How AI Makes Generating Qualified Leads Easier
In a perfect world, marketing and sales teams would be able to respond to every new lead within five minutes.
As I mentioned in an earlier Sales Hacker post, responding in ten minutes versus five minutes can decrease your odds of qualifying a lead by 400%.
So, how many B2B sales teams are actually following this lead qualification best practice?
When we conducted a survey of 433 B2B companies earlier this year, we found that just 7% were able to respond to new sales inquiries within that five-minute window.
I mean, let’s face it:
Being on-call, 24/7, so you can respond to leads and start conversations with them in real-time just isn’t scalable….
Or is it?
Here’s our secret weapon: We use chatbots to ask people the same qualifying questions our (human) sales reps ask. That way, we can keep generating qualified leads around the clock, even when our sales reps are asleep, or away on vacation.
And using chat targeting, we can make sure we’re only displaying those bot campaigns to the website visitors who meet our target criteria in the first place.
With qualified leads, the point isn’t to forget about your existing qualification rules, it’s to make those rules actionable.
So when someone meets your lead scoring model, you can have a bot proactively trigger a conversation.
Depending on how that conversation goes, the bot can then route that lead directly to a sales rep (if available), or share a sales rep’s calendar and help the lead schedule some time for a demo, or (if the lead isn’t a good fit) the bot can end the conversation and say, “Thanks for stopping by.”
Providing that type of real-time experience just isn’t possible using traditional tools, and that’s why you can’t measure it using traditional metrics.
Why Some Use “Conversation-Qualified Leads” (CQLs)
The lead qualification metrics we had been using were rooted in a world that no longer exists — a world where company priorities and processes are put ahead of customer experience.
Specifically, we found that MQLs, SQLs, and PQLs all suffered from the same two issues:
1. They slowed down the buying process. Becoming MQLs, SQLs, and PQLs all require that people fill out forms and wait for follow-ups. They ignore the on-demand, real-time buying experiences that people have grown accustomed to these days.

■ EXCERPTED RECORDS
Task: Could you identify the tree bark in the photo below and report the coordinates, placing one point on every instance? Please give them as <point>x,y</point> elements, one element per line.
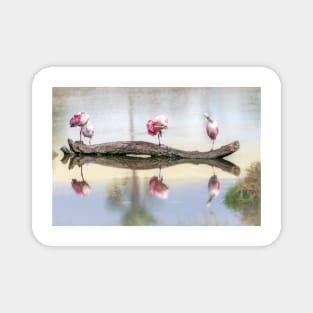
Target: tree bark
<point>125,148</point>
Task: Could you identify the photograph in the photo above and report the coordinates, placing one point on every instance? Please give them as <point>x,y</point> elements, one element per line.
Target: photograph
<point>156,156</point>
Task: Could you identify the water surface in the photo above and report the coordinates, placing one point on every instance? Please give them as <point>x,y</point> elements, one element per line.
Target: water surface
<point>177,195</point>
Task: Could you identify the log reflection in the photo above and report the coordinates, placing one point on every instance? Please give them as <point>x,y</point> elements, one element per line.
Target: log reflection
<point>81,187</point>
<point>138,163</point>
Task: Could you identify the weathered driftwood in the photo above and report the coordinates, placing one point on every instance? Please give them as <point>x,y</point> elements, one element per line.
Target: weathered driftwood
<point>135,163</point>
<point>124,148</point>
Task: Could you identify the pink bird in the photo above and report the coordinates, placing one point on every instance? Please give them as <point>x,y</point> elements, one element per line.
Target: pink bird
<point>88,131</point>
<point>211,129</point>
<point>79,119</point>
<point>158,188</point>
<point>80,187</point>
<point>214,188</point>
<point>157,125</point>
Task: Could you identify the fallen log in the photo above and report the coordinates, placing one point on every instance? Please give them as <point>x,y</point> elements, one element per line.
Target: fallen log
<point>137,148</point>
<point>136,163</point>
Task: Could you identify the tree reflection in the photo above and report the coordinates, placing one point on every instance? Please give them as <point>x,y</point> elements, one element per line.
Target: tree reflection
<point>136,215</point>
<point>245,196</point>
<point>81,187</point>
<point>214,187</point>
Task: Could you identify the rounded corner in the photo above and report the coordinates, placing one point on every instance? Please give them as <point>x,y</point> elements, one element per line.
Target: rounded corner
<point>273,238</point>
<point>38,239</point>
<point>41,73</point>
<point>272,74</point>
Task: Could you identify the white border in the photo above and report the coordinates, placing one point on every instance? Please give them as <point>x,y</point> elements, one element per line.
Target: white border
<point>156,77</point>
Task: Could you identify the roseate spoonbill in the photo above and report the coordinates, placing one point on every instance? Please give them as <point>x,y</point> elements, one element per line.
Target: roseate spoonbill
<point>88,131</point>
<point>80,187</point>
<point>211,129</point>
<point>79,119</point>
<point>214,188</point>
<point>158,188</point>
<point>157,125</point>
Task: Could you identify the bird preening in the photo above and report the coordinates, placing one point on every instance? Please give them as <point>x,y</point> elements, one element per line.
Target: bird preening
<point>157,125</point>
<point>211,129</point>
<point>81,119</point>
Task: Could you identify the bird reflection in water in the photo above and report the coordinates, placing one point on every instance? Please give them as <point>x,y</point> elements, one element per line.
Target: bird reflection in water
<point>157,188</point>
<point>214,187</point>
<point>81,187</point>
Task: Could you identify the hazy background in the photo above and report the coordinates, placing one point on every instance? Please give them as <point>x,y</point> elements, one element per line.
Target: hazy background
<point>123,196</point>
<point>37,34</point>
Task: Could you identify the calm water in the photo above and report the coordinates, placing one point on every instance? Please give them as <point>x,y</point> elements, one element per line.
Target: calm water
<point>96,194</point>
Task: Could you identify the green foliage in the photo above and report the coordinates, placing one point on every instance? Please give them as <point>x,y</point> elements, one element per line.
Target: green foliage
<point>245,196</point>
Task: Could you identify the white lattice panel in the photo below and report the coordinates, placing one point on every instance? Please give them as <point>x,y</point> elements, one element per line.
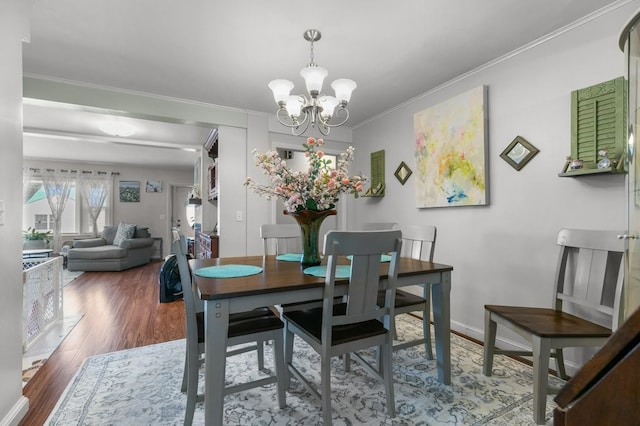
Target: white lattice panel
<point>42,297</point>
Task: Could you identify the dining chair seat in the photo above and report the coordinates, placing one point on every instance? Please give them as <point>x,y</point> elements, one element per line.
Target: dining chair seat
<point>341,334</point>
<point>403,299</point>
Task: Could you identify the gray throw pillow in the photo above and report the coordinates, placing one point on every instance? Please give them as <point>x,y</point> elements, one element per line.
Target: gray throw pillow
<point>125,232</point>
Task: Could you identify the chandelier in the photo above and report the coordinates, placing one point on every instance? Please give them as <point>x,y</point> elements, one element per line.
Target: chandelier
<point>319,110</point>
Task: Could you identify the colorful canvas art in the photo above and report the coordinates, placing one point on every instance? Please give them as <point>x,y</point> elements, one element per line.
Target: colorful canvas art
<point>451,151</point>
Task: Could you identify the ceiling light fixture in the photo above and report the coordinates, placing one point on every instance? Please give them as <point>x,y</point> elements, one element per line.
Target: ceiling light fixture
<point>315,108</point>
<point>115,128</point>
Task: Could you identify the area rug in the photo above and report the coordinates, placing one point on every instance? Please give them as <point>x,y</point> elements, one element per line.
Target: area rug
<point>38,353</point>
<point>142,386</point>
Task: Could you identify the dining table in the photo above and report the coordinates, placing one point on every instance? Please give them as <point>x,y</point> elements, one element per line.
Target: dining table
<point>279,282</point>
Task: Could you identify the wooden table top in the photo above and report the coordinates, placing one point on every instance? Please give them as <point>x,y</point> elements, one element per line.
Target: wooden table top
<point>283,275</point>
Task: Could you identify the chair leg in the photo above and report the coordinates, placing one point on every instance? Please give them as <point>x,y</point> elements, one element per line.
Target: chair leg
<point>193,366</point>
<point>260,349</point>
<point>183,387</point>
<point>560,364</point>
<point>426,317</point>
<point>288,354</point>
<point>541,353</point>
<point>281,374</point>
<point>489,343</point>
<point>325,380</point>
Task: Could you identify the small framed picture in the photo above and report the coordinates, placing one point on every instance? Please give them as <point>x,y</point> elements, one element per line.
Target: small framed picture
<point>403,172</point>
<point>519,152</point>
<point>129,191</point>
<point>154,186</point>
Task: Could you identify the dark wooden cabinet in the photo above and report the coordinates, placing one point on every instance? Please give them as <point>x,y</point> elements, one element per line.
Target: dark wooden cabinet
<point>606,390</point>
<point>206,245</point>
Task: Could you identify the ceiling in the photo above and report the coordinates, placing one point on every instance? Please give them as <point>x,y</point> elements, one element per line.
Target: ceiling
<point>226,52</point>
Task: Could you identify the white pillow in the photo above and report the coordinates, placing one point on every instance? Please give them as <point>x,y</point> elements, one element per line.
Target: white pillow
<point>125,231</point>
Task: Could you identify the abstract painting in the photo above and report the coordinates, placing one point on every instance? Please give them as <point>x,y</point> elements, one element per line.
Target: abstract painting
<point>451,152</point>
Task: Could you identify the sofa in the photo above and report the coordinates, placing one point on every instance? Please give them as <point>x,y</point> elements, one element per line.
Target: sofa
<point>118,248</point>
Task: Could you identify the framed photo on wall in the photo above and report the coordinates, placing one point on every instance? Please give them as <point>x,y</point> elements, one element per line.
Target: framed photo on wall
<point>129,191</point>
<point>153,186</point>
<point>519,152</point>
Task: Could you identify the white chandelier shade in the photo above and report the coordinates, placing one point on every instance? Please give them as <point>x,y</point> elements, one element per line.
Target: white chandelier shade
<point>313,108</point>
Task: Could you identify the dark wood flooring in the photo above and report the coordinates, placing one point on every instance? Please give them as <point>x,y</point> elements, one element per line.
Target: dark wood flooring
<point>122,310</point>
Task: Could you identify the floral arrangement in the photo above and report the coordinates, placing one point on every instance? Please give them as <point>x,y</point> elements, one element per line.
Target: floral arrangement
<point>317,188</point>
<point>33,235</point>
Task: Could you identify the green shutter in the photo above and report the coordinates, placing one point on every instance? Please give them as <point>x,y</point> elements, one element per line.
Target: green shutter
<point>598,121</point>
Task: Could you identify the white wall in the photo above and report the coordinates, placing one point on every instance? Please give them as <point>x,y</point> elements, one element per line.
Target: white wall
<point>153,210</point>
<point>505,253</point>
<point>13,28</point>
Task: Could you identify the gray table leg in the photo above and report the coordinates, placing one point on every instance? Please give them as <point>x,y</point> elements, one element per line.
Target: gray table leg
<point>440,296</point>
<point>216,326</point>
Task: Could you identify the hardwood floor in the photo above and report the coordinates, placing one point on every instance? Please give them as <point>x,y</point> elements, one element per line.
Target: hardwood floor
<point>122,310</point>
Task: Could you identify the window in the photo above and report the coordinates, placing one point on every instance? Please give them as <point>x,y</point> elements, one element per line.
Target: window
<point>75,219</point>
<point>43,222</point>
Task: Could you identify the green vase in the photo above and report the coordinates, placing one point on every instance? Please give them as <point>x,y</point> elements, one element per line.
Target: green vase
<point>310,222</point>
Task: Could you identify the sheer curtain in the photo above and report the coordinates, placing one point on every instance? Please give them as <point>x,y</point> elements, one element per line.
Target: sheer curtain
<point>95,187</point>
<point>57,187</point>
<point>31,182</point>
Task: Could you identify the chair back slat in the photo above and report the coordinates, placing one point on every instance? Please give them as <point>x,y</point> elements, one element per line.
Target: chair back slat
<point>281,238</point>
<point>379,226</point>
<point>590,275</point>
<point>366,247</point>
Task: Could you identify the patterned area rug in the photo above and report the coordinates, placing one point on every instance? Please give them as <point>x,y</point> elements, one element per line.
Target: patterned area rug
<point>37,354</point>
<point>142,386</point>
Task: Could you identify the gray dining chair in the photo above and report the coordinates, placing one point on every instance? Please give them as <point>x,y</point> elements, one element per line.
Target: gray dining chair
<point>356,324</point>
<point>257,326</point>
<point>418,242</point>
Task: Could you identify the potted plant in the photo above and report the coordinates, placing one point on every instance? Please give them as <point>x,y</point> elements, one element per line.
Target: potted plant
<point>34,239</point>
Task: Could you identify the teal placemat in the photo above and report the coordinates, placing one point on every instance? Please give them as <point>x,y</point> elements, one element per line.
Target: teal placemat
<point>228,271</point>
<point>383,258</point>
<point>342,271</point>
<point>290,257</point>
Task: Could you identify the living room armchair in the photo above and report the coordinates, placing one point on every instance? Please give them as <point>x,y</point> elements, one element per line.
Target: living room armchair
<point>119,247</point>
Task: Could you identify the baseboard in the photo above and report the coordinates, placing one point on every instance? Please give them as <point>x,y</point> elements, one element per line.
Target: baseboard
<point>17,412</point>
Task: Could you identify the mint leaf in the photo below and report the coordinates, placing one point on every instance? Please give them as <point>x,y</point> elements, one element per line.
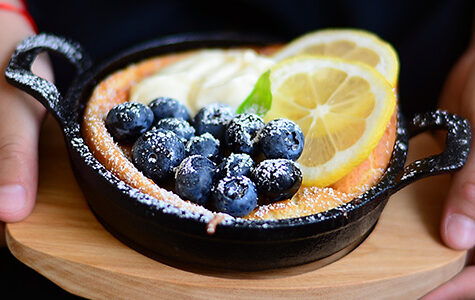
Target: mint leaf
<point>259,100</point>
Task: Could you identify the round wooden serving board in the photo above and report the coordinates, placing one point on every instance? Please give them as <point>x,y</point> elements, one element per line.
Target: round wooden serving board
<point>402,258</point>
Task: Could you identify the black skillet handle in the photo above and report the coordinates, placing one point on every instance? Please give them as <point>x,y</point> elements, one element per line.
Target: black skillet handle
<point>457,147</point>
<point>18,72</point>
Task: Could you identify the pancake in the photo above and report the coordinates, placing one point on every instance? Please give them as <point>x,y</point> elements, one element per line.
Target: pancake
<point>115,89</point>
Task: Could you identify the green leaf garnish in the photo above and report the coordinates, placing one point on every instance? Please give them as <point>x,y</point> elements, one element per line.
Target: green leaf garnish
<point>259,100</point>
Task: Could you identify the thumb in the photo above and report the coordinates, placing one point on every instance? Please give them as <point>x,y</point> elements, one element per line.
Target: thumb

■ TASK STATEMENT
Pick up the piece on using AI to generate qualified leads after its last sentence and continue it.

■ ANSWER
2. They failed to explain why people were buying. Lots of data points are gathered when generating MQLs, SQLs, and PQLs, but there’s zero qualitative feedback. As a company, we wanted our lead qualification process to include why leads were thinking about buying and how they were planning on using our product.
And that’s how a company called Drift came up with the conversation-qualified lead or CQL™. As Drift defines it, a CQL is someone who has expressed intent to buy during a one-to-one conversation with either A) an employee at your company, or B) an intelligent sales assistant (bot). The overwhelming majority of CQLs come via live chat, but any conversation counts.
It’s not about the communication channel, it’s about hearing from someone first-hand that they’re interested in buying and then understanding why they’re interested in buying.
Unlike the other lead types that came before it, a CQL isn’t just a name, an email address, and a list of information you’ve gathered — it’s an archive of all of the conversations you’ve had with that particular lead.
And at Drift, we’ve found those conversations to be treasure troves in terms of understanding what types of leads are likely to become customers, and which features of our product those people find most appealing.
Final Thought: Qualified Leads = Sales & Marketing Alignment
By clarifying the definition of SQL vs MQL, and how we treat each, we’ve put having real-time conversations at the forefront of our sales and marketing strategy.
As a result, we’ve seen our sales cycle shrink from months and weeks to days and hours, and the alignment between our sales and marketing teams has never been stronger.
We’re adapting to the real-time, on-demand expectations of today’s buyers, and it’s a metric that our sales and marketing teams are both rallying around.
The way we see it:
If you’re not having conversations with your leads, you’re wasting them.